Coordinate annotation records
#####

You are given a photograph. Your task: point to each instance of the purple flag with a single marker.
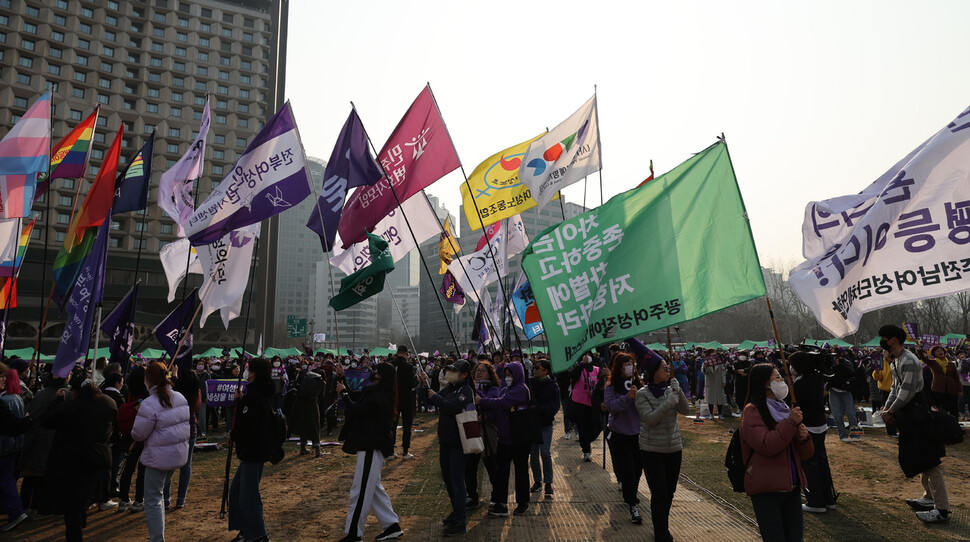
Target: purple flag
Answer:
(451, 290)
(120, 326)
(351, 164)
(176, 324)
(270, 177)
(87, 293)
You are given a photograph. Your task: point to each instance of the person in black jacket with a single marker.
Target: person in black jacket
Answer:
(369, 432)
(545, 393)
(406, 382)
(250, 435)
(809, 391)
(453, 399)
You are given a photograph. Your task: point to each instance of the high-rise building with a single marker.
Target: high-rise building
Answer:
(150, 65)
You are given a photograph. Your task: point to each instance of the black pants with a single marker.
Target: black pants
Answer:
(507, 456)
(625, 450)
(779, 516)
(662, 471)
(471, 474)
(406, 417)
(820, 491)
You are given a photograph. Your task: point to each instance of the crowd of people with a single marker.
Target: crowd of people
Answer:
(139, 424)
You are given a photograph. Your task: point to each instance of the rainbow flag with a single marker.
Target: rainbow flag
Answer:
(83, 229)
(10, 266)
(69, 159)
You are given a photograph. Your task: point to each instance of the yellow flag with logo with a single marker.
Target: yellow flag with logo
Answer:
(498, 192)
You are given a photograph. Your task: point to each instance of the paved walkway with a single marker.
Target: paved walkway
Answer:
(589, 506)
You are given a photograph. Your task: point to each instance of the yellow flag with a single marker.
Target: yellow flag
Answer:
(447, 246)
(498, 191)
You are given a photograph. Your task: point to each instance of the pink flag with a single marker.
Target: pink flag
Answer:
(418, 153)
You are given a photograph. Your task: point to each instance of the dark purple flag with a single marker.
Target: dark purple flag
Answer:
(176, 324)
(351, 164)
(120, 326)
(87, 293)
(451, 290)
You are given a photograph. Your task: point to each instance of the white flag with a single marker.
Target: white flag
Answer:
(904, 238)
(175, 186)
(174, 257)
(226, 262)
(565, 155)
(394, 230)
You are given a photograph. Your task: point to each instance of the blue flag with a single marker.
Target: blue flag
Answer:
(270, 177)
(87, 293)
(351, 164)
(131, 187)
(120, 326)
(174, 326)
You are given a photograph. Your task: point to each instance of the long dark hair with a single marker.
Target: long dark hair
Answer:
(758, 378)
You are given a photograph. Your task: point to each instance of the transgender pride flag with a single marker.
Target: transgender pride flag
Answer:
(24, 152)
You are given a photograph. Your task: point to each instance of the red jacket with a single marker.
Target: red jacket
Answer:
(769, 469)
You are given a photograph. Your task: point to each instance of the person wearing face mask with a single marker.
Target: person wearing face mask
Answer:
(809, 387)
(453, 399)
(774, 443)
(512, 448)
(583, 377)
(545, 391)
(624, 425)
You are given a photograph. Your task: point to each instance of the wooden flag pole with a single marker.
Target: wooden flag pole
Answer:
(413, 237)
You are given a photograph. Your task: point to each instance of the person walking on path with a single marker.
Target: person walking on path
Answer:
(774, 443)
(162, 424)
(919, 452)
(368, 432)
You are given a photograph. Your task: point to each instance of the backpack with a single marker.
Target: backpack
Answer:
(735, 463)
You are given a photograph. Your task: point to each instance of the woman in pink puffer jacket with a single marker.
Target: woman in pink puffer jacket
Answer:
(163, 424)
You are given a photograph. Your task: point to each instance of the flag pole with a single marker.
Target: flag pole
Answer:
(505, 298)
(414, 237)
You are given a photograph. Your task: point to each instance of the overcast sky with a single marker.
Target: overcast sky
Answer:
(816, 99)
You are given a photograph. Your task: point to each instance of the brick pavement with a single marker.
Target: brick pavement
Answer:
(588, 506)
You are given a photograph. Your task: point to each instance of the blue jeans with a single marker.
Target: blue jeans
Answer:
(155, 481)
(543, 450)
(245, 503)
(451, 457)
(842, 405)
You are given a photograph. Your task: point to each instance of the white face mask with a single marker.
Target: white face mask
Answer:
(780, 389)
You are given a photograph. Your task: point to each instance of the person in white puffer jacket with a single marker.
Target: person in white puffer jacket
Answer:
(163, 424)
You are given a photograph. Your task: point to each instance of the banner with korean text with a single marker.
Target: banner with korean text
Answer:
(903, 238)
(673, 250)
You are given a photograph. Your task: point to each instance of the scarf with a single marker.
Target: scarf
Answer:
(657, 389)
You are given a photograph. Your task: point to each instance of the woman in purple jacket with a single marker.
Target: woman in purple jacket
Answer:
(163, 424)
(512, 449)
(624, 423)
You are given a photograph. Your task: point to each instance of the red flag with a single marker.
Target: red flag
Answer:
(418, 153)
(648, 179)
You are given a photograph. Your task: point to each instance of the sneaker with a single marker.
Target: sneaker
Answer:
(499, 511)
(929, 516)
(635, 517)
(921, 504)
(12, 524)
(454, 529)
(394, 531)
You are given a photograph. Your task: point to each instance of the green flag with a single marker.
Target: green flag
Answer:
(368, 280)
(672, 250)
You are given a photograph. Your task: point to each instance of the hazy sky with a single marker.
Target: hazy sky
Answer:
(816, 99)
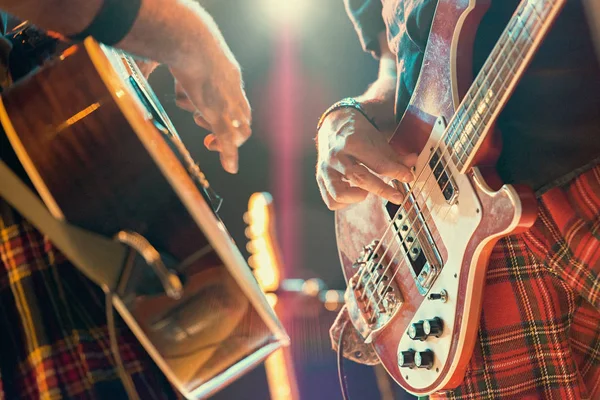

#####

◆ Instructions to follow: Reproduce verbatim every line from the one containing "sneaker with a single marker." through the end of the records above, including both ends. Omit any pictures from your reproduction.

◆ Final answer:
You are given a photograph. Your task: point to each instance of the sneaker with a single marker.
Target: sneaker
Answer:
(499, 511)
(929, 516)
(635, 517)
(921, 504)
(12, 524)
(454, 529)
(394, 531)
You are given a photograph. Your task: point to each instance of the green flag with a single marker.
Target: green flag
Answer:
(368, 280)
(672, 250)
You are given a photograph. Your task: point to each instance of the hazy sky with a single marker.
Target: hazy sky
Answer:
(816, 99)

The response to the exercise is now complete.